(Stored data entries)
== == ==

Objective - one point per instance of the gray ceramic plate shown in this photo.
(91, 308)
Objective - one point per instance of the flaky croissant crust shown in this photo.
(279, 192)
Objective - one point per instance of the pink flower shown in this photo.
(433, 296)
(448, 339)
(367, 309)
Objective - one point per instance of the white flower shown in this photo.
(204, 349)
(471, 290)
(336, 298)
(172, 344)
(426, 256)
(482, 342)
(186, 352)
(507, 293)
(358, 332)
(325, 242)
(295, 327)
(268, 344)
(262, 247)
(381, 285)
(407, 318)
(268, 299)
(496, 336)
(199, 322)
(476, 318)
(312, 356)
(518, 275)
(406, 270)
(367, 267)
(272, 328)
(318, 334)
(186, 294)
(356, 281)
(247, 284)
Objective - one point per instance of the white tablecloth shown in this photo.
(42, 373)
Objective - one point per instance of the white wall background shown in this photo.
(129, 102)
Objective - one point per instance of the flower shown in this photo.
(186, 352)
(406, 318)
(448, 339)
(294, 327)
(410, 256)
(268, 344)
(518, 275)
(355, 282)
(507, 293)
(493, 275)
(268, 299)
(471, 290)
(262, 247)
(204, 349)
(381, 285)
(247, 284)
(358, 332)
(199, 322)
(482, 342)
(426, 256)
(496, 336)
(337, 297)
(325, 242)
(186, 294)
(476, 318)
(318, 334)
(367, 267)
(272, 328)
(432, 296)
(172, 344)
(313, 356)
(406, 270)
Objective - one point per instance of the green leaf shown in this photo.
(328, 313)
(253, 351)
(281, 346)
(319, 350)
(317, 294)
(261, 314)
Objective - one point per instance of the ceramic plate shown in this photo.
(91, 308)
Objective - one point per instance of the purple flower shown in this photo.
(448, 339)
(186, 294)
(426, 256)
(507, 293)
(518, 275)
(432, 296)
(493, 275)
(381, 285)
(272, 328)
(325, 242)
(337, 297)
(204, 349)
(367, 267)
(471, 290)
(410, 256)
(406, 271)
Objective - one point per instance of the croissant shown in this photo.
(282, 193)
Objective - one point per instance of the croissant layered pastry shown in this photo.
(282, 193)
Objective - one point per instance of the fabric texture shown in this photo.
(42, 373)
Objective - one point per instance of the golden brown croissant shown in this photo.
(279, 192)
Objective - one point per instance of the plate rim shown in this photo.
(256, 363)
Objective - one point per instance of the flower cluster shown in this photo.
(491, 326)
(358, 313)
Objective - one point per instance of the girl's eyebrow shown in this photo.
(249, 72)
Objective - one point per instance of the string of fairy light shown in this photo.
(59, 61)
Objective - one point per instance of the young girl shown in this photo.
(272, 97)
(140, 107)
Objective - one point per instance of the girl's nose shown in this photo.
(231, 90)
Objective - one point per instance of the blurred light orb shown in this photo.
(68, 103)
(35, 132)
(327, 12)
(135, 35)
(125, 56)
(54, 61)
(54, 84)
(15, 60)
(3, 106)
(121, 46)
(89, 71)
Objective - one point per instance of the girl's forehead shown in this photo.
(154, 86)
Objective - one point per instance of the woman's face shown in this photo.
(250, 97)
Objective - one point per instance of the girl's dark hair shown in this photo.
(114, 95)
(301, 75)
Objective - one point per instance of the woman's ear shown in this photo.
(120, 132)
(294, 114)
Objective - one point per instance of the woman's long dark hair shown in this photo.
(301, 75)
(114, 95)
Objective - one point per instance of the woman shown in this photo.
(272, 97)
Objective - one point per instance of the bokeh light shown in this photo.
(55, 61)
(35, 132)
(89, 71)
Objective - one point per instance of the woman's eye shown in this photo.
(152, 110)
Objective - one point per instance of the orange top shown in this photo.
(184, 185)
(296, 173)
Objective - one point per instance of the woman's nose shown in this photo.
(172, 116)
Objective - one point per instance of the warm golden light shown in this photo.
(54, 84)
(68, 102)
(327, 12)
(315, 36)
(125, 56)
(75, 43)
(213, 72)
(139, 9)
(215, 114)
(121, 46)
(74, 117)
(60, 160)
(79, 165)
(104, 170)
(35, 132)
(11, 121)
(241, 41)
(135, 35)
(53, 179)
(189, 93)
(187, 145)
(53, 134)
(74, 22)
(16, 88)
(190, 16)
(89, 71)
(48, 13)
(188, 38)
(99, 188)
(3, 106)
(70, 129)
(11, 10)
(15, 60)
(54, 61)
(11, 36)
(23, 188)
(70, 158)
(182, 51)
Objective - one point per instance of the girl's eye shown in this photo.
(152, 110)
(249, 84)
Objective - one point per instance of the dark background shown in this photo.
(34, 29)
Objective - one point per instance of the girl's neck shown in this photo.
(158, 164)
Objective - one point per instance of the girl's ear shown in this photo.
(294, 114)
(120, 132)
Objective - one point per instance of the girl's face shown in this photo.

== == ==

WORK TO DO: Change every "Objective" in the entries above to "Goal", leaving everything else the same.

ANSWER TO THIS PROBLEM:
Goal - one point per instance of the gray ceramic plate shown in this photo.
(91, 308)
Goal - one point per instance of the flaky croissant crust shown in this photo.
(279, 192)
Goal - one point per instance of the pink flower shown in this photo.
(433, 296)
(448, 339)
(367, 309)
Goal - one point per instance of the white flower shown in this photo.
(204, 349)
(471, 290)
(336, 298)
(172, 344)
(426, 256)
(482, 342)
(186, 352)
(507, 293)
(358, 332)
(325, 242)
(295, 327)
(268, 344)
(262, 247)
(381, 285)
(407, 318)
(268, 299)
(496, 336)
(199, 322)
(476, 318)
(312, 356)
(518, 275)
(406, 270)
(367, 267)
(272, 328)
(318, 334)
(186, 294)
(356, 281)
(247, 284)
Goal - one point per instance of the white tablecloth shown in this photo.
(42, 373)
Goal - one point per instance of the white wall background shown in this photo.
(129, 102)
Goal - one point per instance of the flower shown in this photo.
(186, 352)
(406, 318)
(448, 339)
(294, 327)
(410, 256)
(268, 344)
(518, 275)
(355, 282)
(507, 293)
(493, 275)
(268, 299)
(471, 290)
(262, 247)
(204, 349)
(381, 285)
(247, 284)
(358, 332)
(199, 322)
(482, 342)
(426, 256)
(496, 336)
(337, 297)
(325, 242)
(186, 294)
(476, 318)
(318, 334)
(367, 267)
(272, 328)
(432, 296)
(172, 344)
(313, 356)
(406, 270)
Goal - one point per instance of the green leaf shown in this photo.
(328, 313)
(253, 351)
(281, 346)
(319, 350)
(317, 294)
(261, 314)
Goal - one point per instance of the ceramic plate shown in this photo.
(91, 308)
Goal - one point per instance of the purple flower shown in this photo.
(448, 339)
(186, 294)
(426, 256)
(507, 293)
(518, 275)
(432, 296)
(493, 275)
(381, 285)
(272, 328)
(325, 242)
(337, 297)
(204, 349)
(367, 267)
(471, 290)
(410, 256)
(406, 271)
Goal - one point per instance of the croissant shown in this photo.
(282, 193)
Goal - one point per instance of the croissant layered pastry shown in this photo.
(282, 193)
Goal - one point per instance of the fabric texture shown in this photo.
(42, 373)
Goal - one point per instance of the golden brown croissant shown in this photo.
(279, 192)
Goal - one point per instance of the plate rim shown in this photo.
(256, 363)
Goal - one point per instance of the flower cluster shown in this photo.
(491, 326)
(358, 313)
Goal - one point per instance of the girl's eyebrow shown in this photo.
(249, 72)
Goal - one point per instance of the string of fairy light shown in this photo.
(59, 61)
Goal - one point per instance of the young girl shown in this photo.
(272, 97)
(140, 107)
Goal - one point per instance of the girl's nose shown in this photo.
(231, 90)
Goal - one point per instance of the blurred light orb shown in this photo.
(68, 103)
(35, 132)
(327, 12)
(135, 35)
(125, 56)
(54, 61)
(54, 84)
(15, 60)
(3, 106)
(121, 46)
(89, 71)
Goal - one point per instance of the girl's forehead shown in this photo.
(154, 86)
Goal - one point per instance of the woman's face shown in this photo.
(250, 97)
Goal - one point per instance of the girl's dark hair shown in this photo.
(114, 95)
(301, 75)
Goal - one point per instance of the woman's ear shown in this photo.
(120, 132)
(294, 114)
Goal - one point per instance of the woman's long dark hair shown in this photo.
(301, 75)
(114, 95)
Goal - one point per instance of the woman shown in this photo.
(272, 97)
Goal - one point per instance of the bokeh light shown in this photo.
(55, 61)
(35, 132)
(89, 71)
Goal - one point per instance of the woman's eye shown in this photo.
(152, 110)
Goal - one point per instance of the orange top shown in this photo.
(184, 185)
(296, 173)
Goal - one point per instance of the woman's nose shown in this photo.
(172, 116)
Goal - one point per instance of the warm golden light shown in this photo.
(54, 84)
(68, 102)
(327, 12)
(315, 36)
(125, 56)
(75, 43)
(213, 72)
(139, 9)
(215, 114)
(121, 46)
(74, 117)
(60, 160)
(79, 165)
(104, 170)
(35, 132)
(11, 121)
(241, 41)
(135, 35)
(53, 179)
(189, 93)
(187, 145)
(53, 134)
(74, 22)
(16, 88)
(190, 16)
(89, 71)
(48, 13)
(188, 38)
(99, 188)
(3, 106)
(70, 129)
(11, 10)
(15, 60)
(54, 61)
(11, 36)
(23, 188)
(70, 158)
(182, 51)
Goal - one point per instance of the girl's eye shown in this photo.
(152, 110)
(249, 84)
Goal - one point per instance of the dark background shown in this photo.
(34, 29)
Goal - one point per instance of the girl's neck shown in this photo.
(158, 164)
Goal - one point per instance of the girl's ear shown in this photo.
(294, 114)
(120, 132)
Goal - one point per instance of the girl's face shown in this photo.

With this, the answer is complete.